# PROBLEM REQUIREMENTS
Without changing a character, output all of the records.

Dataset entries

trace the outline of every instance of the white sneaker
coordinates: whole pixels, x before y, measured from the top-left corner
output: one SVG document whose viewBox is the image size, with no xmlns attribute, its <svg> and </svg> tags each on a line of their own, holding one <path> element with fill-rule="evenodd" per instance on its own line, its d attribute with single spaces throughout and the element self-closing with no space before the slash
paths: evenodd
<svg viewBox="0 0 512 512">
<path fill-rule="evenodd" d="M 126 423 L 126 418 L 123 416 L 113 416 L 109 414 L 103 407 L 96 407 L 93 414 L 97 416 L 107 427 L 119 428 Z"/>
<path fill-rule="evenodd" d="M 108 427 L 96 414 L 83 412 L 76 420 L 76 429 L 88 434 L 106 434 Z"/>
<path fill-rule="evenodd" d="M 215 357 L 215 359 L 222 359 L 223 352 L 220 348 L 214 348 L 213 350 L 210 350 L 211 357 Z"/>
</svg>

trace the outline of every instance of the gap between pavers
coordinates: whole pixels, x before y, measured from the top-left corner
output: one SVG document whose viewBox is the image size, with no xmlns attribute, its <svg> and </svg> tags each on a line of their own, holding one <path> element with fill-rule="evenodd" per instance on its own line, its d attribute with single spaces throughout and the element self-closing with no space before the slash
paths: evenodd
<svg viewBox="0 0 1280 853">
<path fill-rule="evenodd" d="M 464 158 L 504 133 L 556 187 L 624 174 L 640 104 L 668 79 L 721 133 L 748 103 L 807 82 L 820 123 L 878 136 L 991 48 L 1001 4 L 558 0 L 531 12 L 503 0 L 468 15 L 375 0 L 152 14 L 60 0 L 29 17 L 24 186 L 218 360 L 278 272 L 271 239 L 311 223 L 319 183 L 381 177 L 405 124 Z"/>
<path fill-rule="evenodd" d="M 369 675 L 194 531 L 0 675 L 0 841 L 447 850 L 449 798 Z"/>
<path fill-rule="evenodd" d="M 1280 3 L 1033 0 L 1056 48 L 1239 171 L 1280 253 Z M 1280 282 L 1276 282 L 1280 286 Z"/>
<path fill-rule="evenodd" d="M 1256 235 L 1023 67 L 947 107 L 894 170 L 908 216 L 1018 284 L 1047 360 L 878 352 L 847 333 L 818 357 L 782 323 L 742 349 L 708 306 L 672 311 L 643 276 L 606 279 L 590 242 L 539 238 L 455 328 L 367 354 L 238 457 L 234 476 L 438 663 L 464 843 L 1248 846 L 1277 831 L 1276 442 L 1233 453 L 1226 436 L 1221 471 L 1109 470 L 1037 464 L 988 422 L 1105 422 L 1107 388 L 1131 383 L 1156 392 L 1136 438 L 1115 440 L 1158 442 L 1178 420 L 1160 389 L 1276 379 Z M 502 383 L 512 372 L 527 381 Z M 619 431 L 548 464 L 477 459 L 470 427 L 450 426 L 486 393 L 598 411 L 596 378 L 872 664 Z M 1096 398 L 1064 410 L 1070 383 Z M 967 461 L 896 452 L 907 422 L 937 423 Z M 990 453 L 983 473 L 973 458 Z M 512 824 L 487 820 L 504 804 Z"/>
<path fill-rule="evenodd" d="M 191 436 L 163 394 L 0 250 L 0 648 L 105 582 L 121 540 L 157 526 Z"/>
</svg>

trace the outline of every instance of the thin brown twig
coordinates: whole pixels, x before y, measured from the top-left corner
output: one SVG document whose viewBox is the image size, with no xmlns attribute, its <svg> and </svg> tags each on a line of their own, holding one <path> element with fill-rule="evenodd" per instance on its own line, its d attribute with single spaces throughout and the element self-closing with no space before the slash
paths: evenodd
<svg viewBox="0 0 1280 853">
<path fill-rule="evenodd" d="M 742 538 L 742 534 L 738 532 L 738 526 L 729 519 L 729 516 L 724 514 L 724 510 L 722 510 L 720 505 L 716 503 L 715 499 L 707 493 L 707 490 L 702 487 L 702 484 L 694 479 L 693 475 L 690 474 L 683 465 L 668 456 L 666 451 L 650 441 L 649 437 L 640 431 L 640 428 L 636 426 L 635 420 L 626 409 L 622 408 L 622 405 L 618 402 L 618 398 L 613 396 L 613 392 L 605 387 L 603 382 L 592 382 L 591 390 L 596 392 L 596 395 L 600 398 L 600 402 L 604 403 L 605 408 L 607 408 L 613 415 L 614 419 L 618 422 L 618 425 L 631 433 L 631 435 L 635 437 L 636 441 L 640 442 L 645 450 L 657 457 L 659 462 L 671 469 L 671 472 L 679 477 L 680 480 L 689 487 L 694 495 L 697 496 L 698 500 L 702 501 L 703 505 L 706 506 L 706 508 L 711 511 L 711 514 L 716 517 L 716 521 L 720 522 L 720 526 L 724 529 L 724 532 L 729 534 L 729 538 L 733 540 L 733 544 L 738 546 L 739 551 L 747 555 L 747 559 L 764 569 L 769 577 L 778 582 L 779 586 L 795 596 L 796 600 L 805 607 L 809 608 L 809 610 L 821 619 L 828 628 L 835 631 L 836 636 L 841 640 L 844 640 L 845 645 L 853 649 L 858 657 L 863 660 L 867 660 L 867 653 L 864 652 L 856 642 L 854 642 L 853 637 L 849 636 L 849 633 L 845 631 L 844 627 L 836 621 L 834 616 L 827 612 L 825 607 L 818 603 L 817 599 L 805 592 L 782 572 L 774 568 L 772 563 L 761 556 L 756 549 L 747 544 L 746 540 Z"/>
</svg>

# EXERCISE ANSWER
trace the outline of every instance of the white sneaker
coordinates: whole pixels, x before y, measured from the top-left corner
output: one SVG document whose viewBox is the image size, with no xmlns attribute, its <svg> and </svg> tags each on a line of their own, holding one <path> element with fill-rule="evenodd" per instance on its own line, its d attribute with single spaces throughout and the element self-closing with no space before the slash
paths: evenodd
<svg viewBox="0 0 512 512">
<path fill-rule="evenodd" d="M 126 423 L 126 418 L 123 416 L 113 416 L 109 414 L 103 407 L 96 407 L 93 414 L 97 416 L 107 427 L 119 428 Z"/>
<path fill-rule="evenodd" d="M 108 427 L 96 414 L 83 412 L 76 420 L 76 429 L 88 434 L 106 434 Z"/>
<path fill-rule="evenodd" d="M 215 357 L 215 359 L 222 359 L 223 352 L 220 348 L 214 348 L 213 350 L 210 350 L 211 357 Z"/>
</svg>

trace the outline of every instance of the gap between pavers
coordinates: whole pixels, x before y, measured from the top-left corner
output: one SVG document whose viewBox is the image size, with no xmlns attribute, its <svg> and </svg> tags each on a line of their own, holding one <path> element with fill-rule="evenodd" per instance on its own line, its d attribute with single spaces throughout and the element self-closing with no space before the slash
paths: evenodd
<svg viewBox="0 0 1280 853">
<path fill-rule="evenodd" d="M 464 158 L 504 133 L 556 187 L 624 174 L 640 104 L 668 79 L 721 133 L 748 103 L 807 82 L 820 123 L 878 136 L 991 48 L 1001 4 L 558 0 L 531 12 L 503 0 L 468 15 L 375 0 L 152 14 L 60 0 L 29 17 L 24 186 L 218 360 L 278 272 L 271 239 L 311 223 L 319 183 L 381 177 L 405 124 Z"/>
<path fill-rule="evenodd" d="M 369 675 L 194 531 L 0 675 L 0 841 L 447 850 L 449 798 Z"/>
<path fill-rule="evenodd" d="M 1280 3 L 1033 0 L 1056 48 L 1239 171 L 1280 253 Z M 1280 282 L 1276 282 L 1280 286 Z"/>
<path fill-rule="evenodd" d="M 1256 235 L 1023 67 L 947 107 L 894 170 L 908 216 L 1018 284 L 1047 360 L 878 352 L 847 333 L 818 357 L 782 323 L 742 349 L 708 306 L 672 311 L 643 276 L 606 279 L 590 242 L 539 238 L 455 328 L 367 354 L 238 457 L 234 476 L 438 663 L 464 843 L 1248 846 L 1277 831 L 1276 442 L 1233 453 L 1226 436 L 1221 471 L 1109 470 L 1037 464 L 988 422 L 1105 422 L 1107 388 L 1131 383 L 1156 392 L 1136 438 L 1115 440 L 1158 442 L 1178 420 L 1160 389 L 1276 379 Z M 502 383 L 512 372 L 527 381 Z M 619 431 L 548 464 L 477 459 L 470 427 L 450 426 L 486 393 L 598 411 L 596 378 L 872 664 Z M 1096 398 L 1064 410 L 1070 383 Z M 967 461 L 896 452 L 907 422 L 937 423 Z M 990 453 L 983 473 L 973 458 Z M 512 824 L 487 820 L 504 804 Z"/>
<path fill-rule="evenodd" d="M 191 436 L 163 394 L 0 250 L 0 648 L 105 582 L 121 540 L 157 526 Z"/>
</svg>

trace the outline of every instance of the thin brown twig
coordinates: whole pixels, x before y, measured from the top-left corner
output: one SVG document whose viewBox is the image size, with no xmlns attribute, its <svg> and </svg> tags each on a line of their own, holding one <path> element with fill-rule="evenodd" per instance on its own line, its d attribute with single spaces throughout and the element self-closing with no space before the slash
paths: evenodd
<svg viewBox="0 0 1280 853">
<path fill-rule="evenodd" d="M 742 538 L 742 534 L 738 532 L 738 526 L 729 519 L 729 516 L 724 514 L 724 510 L 722 510 L 720 505 L 716 503 L 715 499 L 707 493 L 707 490 L 702 487 L 702 484 L 694 479 L 693 475 L 690 474 L 683 465 L 668 456 L 666 451 L 650 441 L 649 437 L 640 431 L 640 428 L 636 426 L 635 420 L 626 409 L 622 408 L 622 405 L 618 402 L 618 398 L 613 396 L 613 392 L 605 387 L 603 382 L 592 382 L 591 390 L 596 392 L 596 395 L 600 398 L 600 402 L 604 403 L 605 408 L 607 408 L 613 415 L 614 419 L 618 422 L 618 425 L 631 433 L 631 435 L 635 437 L 636 441 L 640 442 L 645 450 L 657 457 L 659 462 L 671 469 L 671 472 L 679 477 L 680 480 L 689 487 L 694 495 L 697 496 L 698 500 L 702 501 L 703 505 L 706 506 L 706 508 L 711 511 L 711 514 L 716 517 L 716 521 L 720 522 L 720 526 L 724 529 L 724 532 L 729 534 L 729 538 L 733 540 L 733 544 L 738 546 L 739 551 L 747 555 L 747 559 L 764 569 L 769 577 L 778 582 L 779 586 L 795 596 L 796 600 L 805 607 L 809 608 L 809 610 L 821 619 L 828 628 L 835 631 L 836 636 L 841 640 L 844 640 L 845 645 L 853 649 L 858 657 L 863 660 L 867 660 L 867 653 L 864 652 L 856 642 L 854 642 L 853 637 L 849 636 L 849 633 L 845 631 L 844 627 L 836 621 L 834 616 L 827 612 L 825 607 L 818 603 L 817 599 L 805 592 L 782 572 L 774 568 L 772 563 L 761 556 L 756 549 L 747 544 L 746 540 Z"/>
</svg>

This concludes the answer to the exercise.